-- Text extract --
————————

11 Strategies for Applying Marketing Psychology to Increase Your Business

Gina Edwards Updated on February 29, 2020

marketing psychology

Picture it –– you’re headed to the supermarket on a Wednesday evening in the summer. It’s late, and you’ve got one mission: get bread, eggs, and milk.

While approaching the plaza, you see the familiar logo of your local supermarket brightly beaming in red lights, with their slogan below: quality convenience, affordable prices.

You park the car and head inside, determined to make this a quick stop.

While preparing to beeline it to the back to get the essentials, a nearby sign catches your eye. Ten for $10 bottled soft drinks, it boasts. (I love soft drinks!) And only for loyalty card holders. (I have one of those!) For a limited time only. (This deal is too good to pass up!)

On second thought, you grab a basket.

Behind the stack of baskets and carts is a wall of photos of smiling customers, including a few prominent community members who shop at this store. (Hey, I know her!)

You hastily throw four Cokes, three diet Cokes, two Mountain Dews, and a Fanta in your basket. (Thank goodness I noticed that sign!)

Without realizing it, the overhead music is playing the store’s familiar jingle. Under your breath, you start humming the tune that boasts “we save you the runaround, we’ve got everything you need.”

As you start winding your way towards the bakery at the back of the store, you pass an endcap on one of the aisles. Marshmallows are on sale! (I haven’t had a marshmallow in so long… It reminds me of when I was a kid and had campfires with my cousins.)

When you get a little closer, you notice the Hershey bars and graham crackers right alongside. (Why not! S’mores are delicious.)

Instances like this continue until… it’s nearly an hour later and you’re at the cash register, basket full to the brim.

Your total? $48.53. (WHAT?)

Begrudgingly, you swipe your debit card on the little plastic platform that reads “satisfaction guaranteed” and head towards the door, bags in both hands.

While passing through the automatic doors, you spot a comment box with the above sign reading, “We care about your customer experience. Please let us know how we can serve you better.” (Aw, that’s nice…)

On the drive home, you have a crushing realization: you didn’t buy bread, milk, or eggs.

What the hell just happened?

You just got marketing psychology-ed.

What Is Marketing Psychology?

Call it mind games, call it inception, call it manipulation.

————————

-- Provided material --
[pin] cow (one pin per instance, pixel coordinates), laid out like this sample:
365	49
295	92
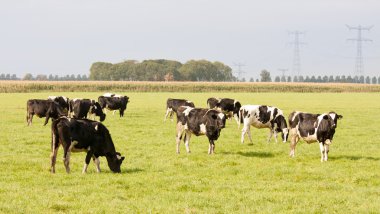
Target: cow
82	135
226	105
173	104
43	108
313	128
63	101
80	108
262	116
118	102
199	121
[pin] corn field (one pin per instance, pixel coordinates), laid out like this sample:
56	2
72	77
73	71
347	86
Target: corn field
101	86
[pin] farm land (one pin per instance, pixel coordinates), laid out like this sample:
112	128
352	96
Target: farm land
239	178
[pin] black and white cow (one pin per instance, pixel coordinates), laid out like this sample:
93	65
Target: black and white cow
62	100
313	128
262	116
199	121
43	108
173	104
114	102
228	106
82	135
80	108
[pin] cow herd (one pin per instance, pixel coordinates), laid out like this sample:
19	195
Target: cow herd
210	121
74	132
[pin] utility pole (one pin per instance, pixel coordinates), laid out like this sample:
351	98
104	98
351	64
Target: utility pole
239	72
283	70
296	69
359	67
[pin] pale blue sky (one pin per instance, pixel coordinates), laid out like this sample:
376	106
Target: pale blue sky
66	37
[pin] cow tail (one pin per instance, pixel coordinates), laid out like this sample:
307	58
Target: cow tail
239	118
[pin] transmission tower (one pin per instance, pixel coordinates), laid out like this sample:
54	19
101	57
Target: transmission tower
359	68
296	69
239	72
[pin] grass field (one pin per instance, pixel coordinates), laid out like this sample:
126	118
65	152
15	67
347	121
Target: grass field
239	178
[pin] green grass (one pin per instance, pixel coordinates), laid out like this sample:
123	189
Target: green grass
239	178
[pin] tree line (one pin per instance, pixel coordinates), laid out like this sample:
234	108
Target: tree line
266	77
162	70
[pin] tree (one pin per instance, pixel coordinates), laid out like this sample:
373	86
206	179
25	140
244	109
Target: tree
265	76
283	79
374	80
28	76
331	78
368	80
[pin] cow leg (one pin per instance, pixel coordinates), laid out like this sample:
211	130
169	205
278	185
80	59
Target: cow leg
54	151
87	161
66	155
187	141
270	135
322	148
293	142
246	130
179	130
29	118
211	147
166	114
326	151
97	163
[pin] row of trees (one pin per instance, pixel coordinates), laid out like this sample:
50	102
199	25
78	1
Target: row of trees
266	77
43	77
162	70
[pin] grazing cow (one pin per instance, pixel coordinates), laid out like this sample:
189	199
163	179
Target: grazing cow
43	108
63	101
80	108
313	128
173	104
228	106
262	116
82	135
199	121
114	103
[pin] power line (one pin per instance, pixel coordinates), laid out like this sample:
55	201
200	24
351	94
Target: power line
296	69
239	72
359	67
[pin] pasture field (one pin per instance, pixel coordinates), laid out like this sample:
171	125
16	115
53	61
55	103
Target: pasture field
239	178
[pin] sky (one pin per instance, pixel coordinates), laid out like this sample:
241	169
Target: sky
66	37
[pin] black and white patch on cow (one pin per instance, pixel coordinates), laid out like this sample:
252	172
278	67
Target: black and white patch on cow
313	128
82	108
61	100
173	104
199	121
43	108
114	102
262	116
228	106
82	135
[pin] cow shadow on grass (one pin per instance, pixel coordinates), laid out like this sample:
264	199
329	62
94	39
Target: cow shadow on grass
251	154
132	170
354	158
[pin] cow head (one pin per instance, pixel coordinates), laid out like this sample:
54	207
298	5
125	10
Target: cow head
114	161
335	117
55	111
282	127
97	110
214	121
237	107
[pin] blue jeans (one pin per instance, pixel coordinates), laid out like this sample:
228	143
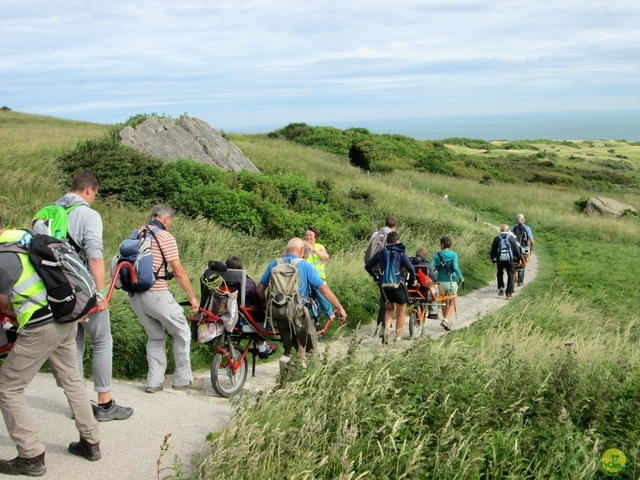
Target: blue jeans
98	327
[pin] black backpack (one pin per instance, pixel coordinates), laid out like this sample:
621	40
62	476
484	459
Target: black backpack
521	235
71	290
506	253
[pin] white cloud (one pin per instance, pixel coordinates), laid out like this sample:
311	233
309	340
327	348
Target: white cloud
259	61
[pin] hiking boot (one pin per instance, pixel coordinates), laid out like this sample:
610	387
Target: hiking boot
31	467
269	350
195	384
115	412
153	389
84	449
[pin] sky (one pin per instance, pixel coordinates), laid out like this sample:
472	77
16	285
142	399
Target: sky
247	65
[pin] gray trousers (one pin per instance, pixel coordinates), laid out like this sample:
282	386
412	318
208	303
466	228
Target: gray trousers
98	327
157	311
54	342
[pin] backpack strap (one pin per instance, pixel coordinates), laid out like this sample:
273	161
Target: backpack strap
164	261
446	266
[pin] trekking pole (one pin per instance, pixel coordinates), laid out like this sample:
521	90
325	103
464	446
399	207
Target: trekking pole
112	285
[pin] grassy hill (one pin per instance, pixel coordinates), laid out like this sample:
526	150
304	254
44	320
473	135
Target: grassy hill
505	398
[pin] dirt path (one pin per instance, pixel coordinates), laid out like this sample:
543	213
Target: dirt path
131	448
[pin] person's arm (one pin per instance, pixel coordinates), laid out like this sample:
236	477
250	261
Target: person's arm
410	268
456	267
261	293
6	308
96	268
330	296
373	261
180	274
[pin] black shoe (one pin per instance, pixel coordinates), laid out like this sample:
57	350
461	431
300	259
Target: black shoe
270	350
84	449
31	467
116	412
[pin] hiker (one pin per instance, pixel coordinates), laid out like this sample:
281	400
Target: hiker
302	336
40	339
377	241
317	257
84	229
445	262
393	256
524	236
157	309
422	261
251	299
505	250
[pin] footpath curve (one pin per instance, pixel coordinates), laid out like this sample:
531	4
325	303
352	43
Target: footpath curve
131	448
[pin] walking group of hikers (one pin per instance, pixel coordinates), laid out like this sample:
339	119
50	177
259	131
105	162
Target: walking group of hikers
510	251
53	292
394	271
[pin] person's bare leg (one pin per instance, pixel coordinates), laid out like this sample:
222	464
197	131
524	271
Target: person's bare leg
400	312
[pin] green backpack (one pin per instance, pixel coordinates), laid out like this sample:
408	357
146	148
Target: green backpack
52	220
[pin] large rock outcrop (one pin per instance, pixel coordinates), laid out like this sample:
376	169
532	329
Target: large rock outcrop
190	138
608	206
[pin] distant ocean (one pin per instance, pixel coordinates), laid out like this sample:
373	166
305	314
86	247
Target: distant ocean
619	125
559	126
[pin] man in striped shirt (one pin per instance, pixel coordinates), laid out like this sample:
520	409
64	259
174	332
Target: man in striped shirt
157	309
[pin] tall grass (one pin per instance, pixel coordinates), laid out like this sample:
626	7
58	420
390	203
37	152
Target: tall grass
505	398
496	407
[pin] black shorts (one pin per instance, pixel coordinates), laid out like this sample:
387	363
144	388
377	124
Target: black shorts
398	295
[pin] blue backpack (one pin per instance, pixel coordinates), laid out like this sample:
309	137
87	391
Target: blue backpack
137	250
506	253
389	280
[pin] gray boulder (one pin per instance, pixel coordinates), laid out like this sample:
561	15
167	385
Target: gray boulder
190	138
608	206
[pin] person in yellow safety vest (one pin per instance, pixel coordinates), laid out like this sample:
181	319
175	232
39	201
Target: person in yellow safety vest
40	339
29	297
317	257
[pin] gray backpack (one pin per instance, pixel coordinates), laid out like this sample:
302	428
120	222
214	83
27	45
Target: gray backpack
376	244
284	300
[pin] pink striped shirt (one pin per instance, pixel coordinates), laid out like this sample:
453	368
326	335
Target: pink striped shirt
169	249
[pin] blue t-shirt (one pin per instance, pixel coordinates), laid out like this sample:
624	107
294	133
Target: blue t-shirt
308	275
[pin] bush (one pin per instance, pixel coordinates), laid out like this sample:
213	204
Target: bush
580	205
126	174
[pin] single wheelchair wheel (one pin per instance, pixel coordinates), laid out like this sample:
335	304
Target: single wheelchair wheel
415	325
224	380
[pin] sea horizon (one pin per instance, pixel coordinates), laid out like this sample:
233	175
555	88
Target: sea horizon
611	125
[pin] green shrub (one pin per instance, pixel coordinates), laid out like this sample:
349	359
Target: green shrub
126	174
580	205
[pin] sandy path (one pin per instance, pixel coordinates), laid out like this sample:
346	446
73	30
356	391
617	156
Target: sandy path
131	448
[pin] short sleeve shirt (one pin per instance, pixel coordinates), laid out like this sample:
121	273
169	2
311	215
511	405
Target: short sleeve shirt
169	249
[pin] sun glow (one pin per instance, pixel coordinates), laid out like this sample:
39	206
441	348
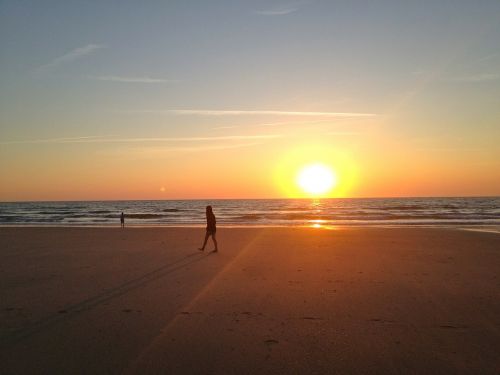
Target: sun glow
316	179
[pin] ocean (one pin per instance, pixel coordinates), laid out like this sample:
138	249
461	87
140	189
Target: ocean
258	212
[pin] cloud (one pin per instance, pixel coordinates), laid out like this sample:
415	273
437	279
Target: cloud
485	77
204	112
281	10
132	79
277	12
71	56
108	139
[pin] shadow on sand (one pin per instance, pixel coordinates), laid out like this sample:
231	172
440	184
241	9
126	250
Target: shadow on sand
75	309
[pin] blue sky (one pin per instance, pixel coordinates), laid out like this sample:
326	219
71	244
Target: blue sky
427	71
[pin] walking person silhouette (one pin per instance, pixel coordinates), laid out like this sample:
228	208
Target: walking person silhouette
211	229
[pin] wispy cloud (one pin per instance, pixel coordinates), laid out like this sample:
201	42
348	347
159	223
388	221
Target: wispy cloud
132	79
277	12
71	56
281	10
154	151
484	77
106	139
205	112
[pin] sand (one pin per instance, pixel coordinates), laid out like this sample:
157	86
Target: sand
274	300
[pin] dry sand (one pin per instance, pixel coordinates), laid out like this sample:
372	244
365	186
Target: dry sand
274	300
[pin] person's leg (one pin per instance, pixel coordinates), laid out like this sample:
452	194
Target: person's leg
215	243
204	242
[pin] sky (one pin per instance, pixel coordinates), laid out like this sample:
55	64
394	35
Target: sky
230	99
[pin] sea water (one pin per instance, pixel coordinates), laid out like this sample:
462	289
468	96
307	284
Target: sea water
261	212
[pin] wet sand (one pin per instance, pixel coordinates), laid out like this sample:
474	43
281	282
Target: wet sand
274	300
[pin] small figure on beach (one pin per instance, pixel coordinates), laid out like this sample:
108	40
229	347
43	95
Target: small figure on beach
211	229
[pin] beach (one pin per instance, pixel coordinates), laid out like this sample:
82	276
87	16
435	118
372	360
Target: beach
363	300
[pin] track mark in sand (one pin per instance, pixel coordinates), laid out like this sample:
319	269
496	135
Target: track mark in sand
310	318
271	342
378	320
452	326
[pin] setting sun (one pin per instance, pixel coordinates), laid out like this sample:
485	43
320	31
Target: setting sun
316	179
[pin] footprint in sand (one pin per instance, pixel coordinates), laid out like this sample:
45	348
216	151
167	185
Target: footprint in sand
271	342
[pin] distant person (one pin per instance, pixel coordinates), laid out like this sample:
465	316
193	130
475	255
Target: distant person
211	229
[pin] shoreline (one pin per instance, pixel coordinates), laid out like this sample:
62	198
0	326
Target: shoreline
275	300
492	228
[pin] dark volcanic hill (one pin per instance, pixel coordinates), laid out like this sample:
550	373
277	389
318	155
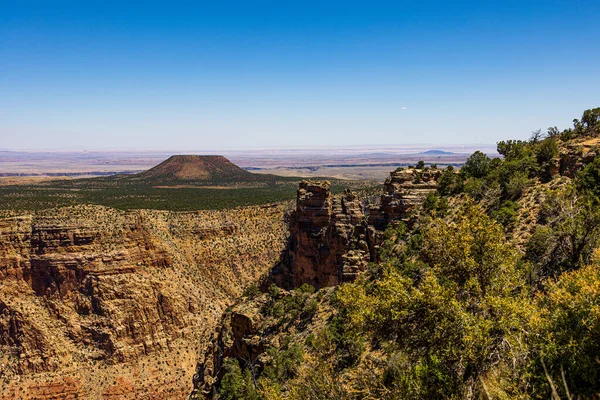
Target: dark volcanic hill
201	169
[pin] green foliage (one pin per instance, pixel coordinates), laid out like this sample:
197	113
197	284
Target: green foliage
477	165
589	123
570	233
127	196
289	306
237	384
506	215
455	324
450	182
435	205
588	179
282	362
569	335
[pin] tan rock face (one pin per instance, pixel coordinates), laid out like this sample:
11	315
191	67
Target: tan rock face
96	303
403	191
323	230
331	239
575	154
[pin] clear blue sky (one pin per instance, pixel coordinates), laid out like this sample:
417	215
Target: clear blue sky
242	74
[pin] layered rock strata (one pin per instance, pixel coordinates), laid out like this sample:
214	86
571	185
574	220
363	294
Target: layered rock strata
99	303
328	241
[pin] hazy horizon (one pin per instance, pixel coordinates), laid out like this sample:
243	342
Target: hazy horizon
252	74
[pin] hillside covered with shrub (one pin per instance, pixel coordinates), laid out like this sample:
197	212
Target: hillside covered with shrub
490	290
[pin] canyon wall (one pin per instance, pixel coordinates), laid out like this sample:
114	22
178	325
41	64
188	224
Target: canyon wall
331	240
99	303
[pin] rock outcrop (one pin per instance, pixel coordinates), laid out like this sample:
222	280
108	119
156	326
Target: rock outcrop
328	241
331	241
403	191
575	154
99	303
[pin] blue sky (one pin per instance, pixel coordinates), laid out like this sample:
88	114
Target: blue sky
234	74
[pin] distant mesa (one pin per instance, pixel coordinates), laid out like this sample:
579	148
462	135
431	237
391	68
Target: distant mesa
437	152
184	169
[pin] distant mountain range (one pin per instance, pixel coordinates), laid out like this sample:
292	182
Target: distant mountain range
437	152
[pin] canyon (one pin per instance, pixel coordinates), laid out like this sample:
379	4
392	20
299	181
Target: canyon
101	303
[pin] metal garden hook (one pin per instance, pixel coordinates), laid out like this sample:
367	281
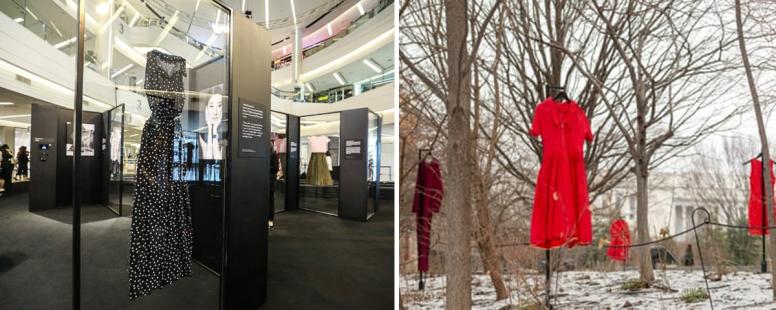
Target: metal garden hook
698	246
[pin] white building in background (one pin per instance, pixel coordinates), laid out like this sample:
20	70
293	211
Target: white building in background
671	202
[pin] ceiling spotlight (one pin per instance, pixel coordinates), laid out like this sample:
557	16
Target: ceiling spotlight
102	8
220	28
371	64
339	78
361	10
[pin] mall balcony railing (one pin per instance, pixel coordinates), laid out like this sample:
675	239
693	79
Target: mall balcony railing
284	61
336	94
18	11
48	31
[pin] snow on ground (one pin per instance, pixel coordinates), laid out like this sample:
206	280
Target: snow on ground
602	290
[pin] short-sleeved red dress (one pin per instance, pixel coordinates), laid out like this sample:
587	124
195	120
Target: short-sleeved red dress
620	235
756	220
561	211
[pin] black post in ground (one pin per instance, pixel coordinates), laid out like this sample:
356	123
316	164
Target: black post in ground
547	279
764	204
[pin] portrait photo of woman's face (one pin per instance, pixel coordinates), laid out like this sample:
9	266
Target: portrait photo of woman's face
214	110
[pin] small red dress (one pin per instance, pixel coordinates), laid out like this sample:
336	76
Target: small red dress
561	211
429	192
620	236
756	198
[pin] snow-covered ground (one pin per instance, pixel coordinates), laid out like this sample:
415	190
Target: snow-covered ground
602	290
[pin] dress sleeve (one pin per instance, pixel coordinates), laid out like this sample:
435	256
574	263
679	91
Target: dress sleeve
536	124
586	122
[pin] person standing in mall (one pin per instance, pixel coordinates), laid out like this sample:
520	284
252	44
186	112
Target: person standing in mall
274	167
22	160
6	167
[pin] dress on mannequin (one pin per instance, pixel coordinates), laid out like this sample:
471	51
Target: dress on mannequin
317	170
561	211
161	233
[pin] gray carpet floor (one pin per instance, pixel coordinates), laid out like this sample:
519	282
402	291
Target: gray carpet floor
315	262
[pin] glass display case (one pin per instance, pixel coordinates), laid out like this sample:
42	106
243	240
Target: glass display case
166	68
279	139
319	163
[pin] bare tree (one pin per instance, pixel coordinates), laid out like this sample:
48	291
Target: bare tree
446	54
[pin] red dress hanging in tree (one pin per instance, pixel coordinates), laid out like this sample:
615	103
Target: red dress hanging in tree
428	200
620	236
756	197
561	211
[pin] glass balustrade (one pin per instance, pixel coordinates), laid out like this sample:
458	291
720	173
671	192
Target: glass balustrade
338	93
286	60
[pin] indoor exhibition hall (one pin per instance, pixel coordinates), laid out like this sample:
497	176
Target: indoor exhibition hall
197	154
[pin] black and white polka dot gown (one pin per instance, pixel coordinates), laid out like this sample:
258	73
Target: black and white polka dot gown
161	233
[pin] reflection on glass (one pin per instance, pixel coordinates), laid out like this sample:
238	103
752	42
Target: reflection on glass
280	147
373	163
319	163
115	132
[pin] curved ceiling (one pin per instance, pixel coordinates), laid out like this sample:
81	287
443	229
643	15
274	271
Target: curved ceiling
281	12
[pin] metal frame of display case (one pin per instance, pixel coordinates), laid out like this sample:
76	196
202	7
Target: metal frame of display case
121	159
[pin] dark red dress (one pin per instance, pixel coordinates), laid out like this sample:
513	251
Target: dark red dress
756	198
561	211
620	236
428	200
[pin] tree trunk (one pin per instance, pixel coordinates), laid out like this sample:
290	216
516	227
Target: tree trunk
458	189
763	137
642	222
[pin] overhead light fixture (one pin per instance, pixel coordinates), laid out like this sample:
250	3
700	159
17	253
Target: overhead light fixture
122	70
167	28
371	64
31	14
361	10
102	8
339	78
293	11
220	28
266	14
15	116
112	19
53	25
145	49
134	20
65	43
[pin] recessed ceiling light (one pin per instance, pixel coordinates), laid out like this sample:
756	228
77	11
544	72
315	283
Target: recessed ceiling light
339	78
371	64
15	116
361	10
102	8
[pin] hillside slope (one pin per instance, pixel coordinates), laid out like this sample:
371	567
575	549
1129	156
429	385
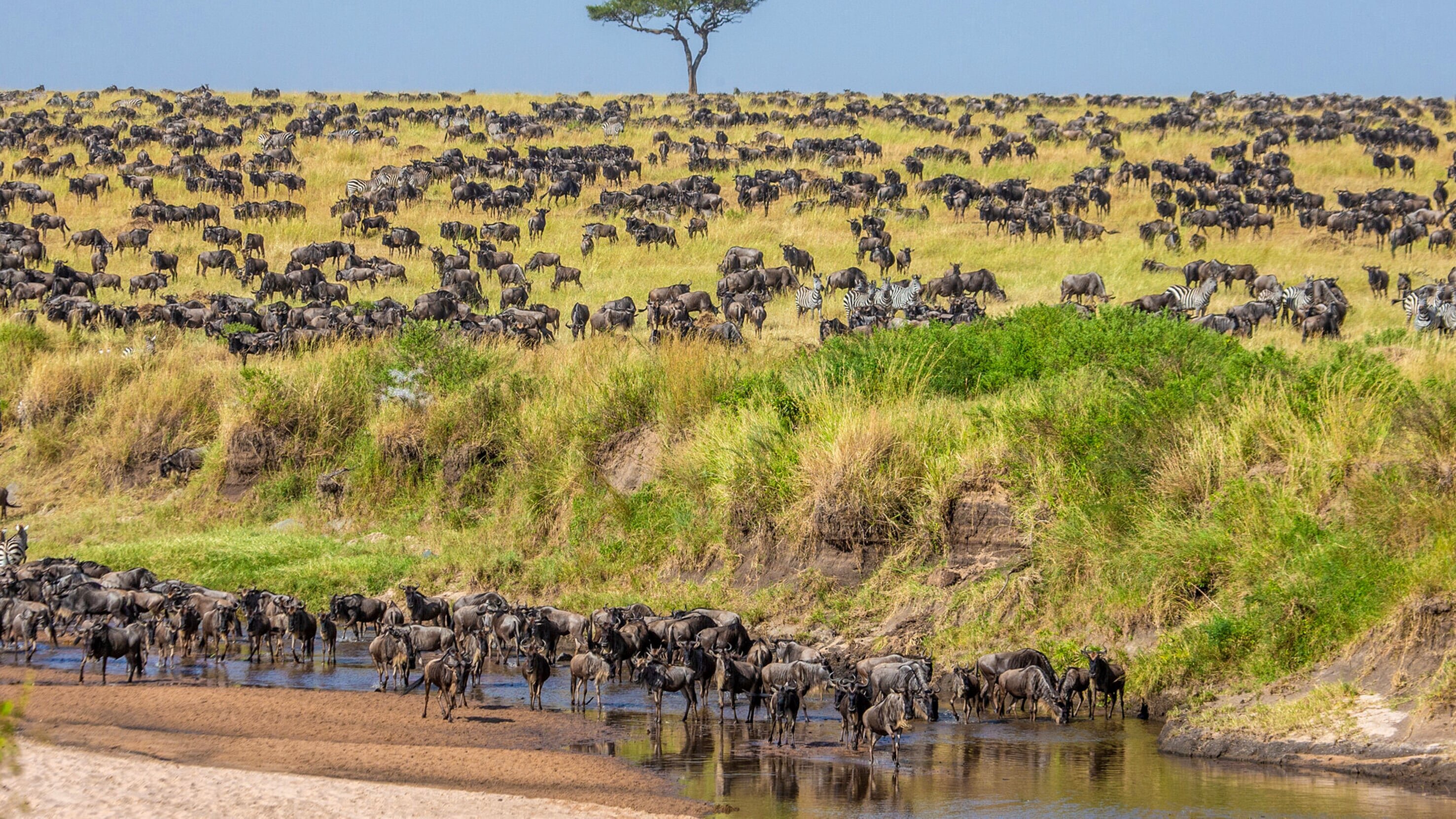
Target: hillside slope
1219	516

————————

-- Required tasks --
[a] Which lines of the records contain the word "with"? Return every such line, treating uppercase and lowercase as different.
[b] Can you pick up the marketing psychology article after its last sentence and continue writing it?

-- Results by task --
[a]
[pin] hillside covered with shrub (one pin per instance, pixel coordinates), laid out like this sample:
Target: hillside covered with shrub

[b]
Viewed more positively, call it strong targeting, focused messaging, or on-point nudging.

Marketing psychology, roughly defined, is the study of psychological processes and subsequent behaviors, which can be utilized to increase the likelihood of customers ultimately purchasing something, otherwise known as conversion.

While these strategies are the kinds of things Mad Men probably discussed behind closed doors, they are not always at the forefront of our minds as consumers (see above vignette).

As business owners, it is crucial to be aware of and understand this information so as to employ strategies thoughtfully, tactfully, and tastefully, with the ultimate goal of increasing sales.

So, what are these mystical marketing tactics and how might you use them?

Additionally, how might you use them in such a way that you’re not accused of manipulation or other underhanded tactics?

We’ve got some ideas.

1. Distill Your Message Down to Its Essence for Easy Recall

There’s a lot to pay attention to on the internet, and humans tend to be bad at multitasking. Make sure your content is worth paying attention to and contains a succinct nugget of information that you want your customers to remember.

Painful as it might be to hear when you spend hours crafting beautifully worded content, in the end, people will likely only remember the gist of what you tell them. Blame the verbatim effect.

So, make that gist simple, clear, and repeatable.

Typical examples: jingles, catchy slogans, clickable headlines.

How you can do it better:

Cut the clutter. Prioritize the most important message in all of your content, and make sure it is easily understood and emphasized throughout your content.

This could take the form of pullout quotes, easily tweetable phrases, or recurring messaging across your site and its marketing materials.

marketing psychology

Buy One, Give One has distilled the core essence of their work into an easy to recall phrase that has been even further shortened into an acronym, B1G1.

2. Organize Information Meaningfully so People Pay Attention

Our brains are small yet mighty machines that are constantly processing and making sense of the information around us. They help us find patterns and make connections by associating new information with what we’ve stored from past experiences.

Additionally, even as we might try to fight it, our brains just aren’t good at holding our attention on a lot of information at once. As such, we are much more likely to pay attention to and remember content that has been organized into meaningful and digestible chunks.

Think of the difference between shopping at a department store (clean, open spaces, clothes on racks) versus shopping at a flea market (messy, items in piles, mishmash). At a department store, you know exactly where to go to find what you’re looking for thanks to the good organization and signs indicating which sections are which.

Which one are you more likely to shop at?

Typical examples: Signs, Categories, Subheads.

How you can do it better:

Take another look at how information is organized on your site or in your store. Sure, it might make sense to you, but does it make sense to the consumer? Include your target customer in your site design to get constant feedback on how well things are laid out and how easy it is to navigate.

Consider incorporating their feedback, and make ease of experience your primary concern. If necessary, update your content organization and labeling to make sure people can be focused on what matters: your message (see number one).

marketing psychology

Duolingo’s clear, simple design makes it really easy to know where to click to do what you came there for: learning.

3. Use Word Associations to Build Trust

Let’s do an experiment. I’m gonna write a word below, and I wanna know what pops up in your mind after. Ready?

The word is…

Sharp.

What did you think of? Scissors? A shark tooth? A knife? An edge? A snazzily dressed GQ model?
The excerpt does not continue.